— Begin Extracted information —

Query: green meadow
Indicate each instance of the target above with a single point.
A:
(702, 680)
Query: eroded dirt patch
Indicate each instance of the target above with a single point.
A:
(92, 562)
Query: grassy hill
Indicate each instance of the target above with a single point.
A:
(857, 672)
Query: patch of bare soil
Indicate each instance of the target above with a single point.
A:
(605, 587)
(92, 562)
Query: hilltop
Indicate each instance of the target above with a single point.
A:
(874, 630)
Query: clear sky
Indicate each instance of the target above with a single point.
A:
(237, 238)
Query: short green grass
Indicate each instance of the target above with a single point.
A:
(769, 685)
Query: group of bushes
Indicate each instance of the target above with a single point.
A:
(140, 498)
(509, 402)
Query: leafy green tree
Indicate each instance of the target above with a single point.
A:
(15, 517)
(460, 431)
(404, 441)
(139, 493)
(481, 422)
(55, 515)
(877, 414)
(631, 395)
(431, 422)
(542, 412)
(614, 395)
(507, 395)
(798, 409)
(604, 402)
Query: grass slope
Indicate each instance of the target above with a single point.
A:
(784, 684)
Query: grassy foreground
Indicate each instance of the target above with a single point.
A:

— End Extracted information —

**Task statement:** Put the lines of all the records above into a numbered list, leaving out any blank lines.

**Exercise solution:**
1. Query: green meadow
2. Indicate each instance of the target above with a single point.
3. A:
4. (702, 680)
5. Query: eroded dirt patch
6. Indicate each instance of the target above with a single point.
7. A:
8. (92, 562)
9. Query: grassy hill
10. Indicate each instance of the target above with a single point.
11. A:
12. (857, 672)
13. Query: patch of bare soil
14. Indicate each instance of the target above with a single point.
15. A:
16. (605, 587)
17. (92, 562)
18. Query: hilltop
19. Indicate each instance of the target above with a single point.
20. A:
21. (874, 630)
22. Query: clear sky
23. Indicate each instance of the target above with a single point.
24. A:
25. (237, 238)
26. Query: short green grass
27. Indicate each instance of the target above with a single point.
28. A:
29. (769, 685)
30. Query: group of bushes
31. Indicate each instance of the target above with a single point.
32. A:
33. (140, 498)
34. (509, 402)
35. Query: leafy green tree
36. Indicate each instance of the target above with a single point.
37. A:
38. (15, 517)
39. (460, 431)
40. (404, 441)
41. (139, 493)
42. (481, 422)
43. (55, 515)
44. (877, 414)
45. (631, 395)
46. (431, 422)
47. (542, 412)
48. (614, 395)
49. (507, 395)
50. (798, 409)
51. (604, 402)
52. Query: grass slope
53. Indicate each instance of the target above with a single point.
54. A:
55. (784, 684)
56. Query: grassy foreground
57. Indicate each instance of the target above with a single point.
58. A:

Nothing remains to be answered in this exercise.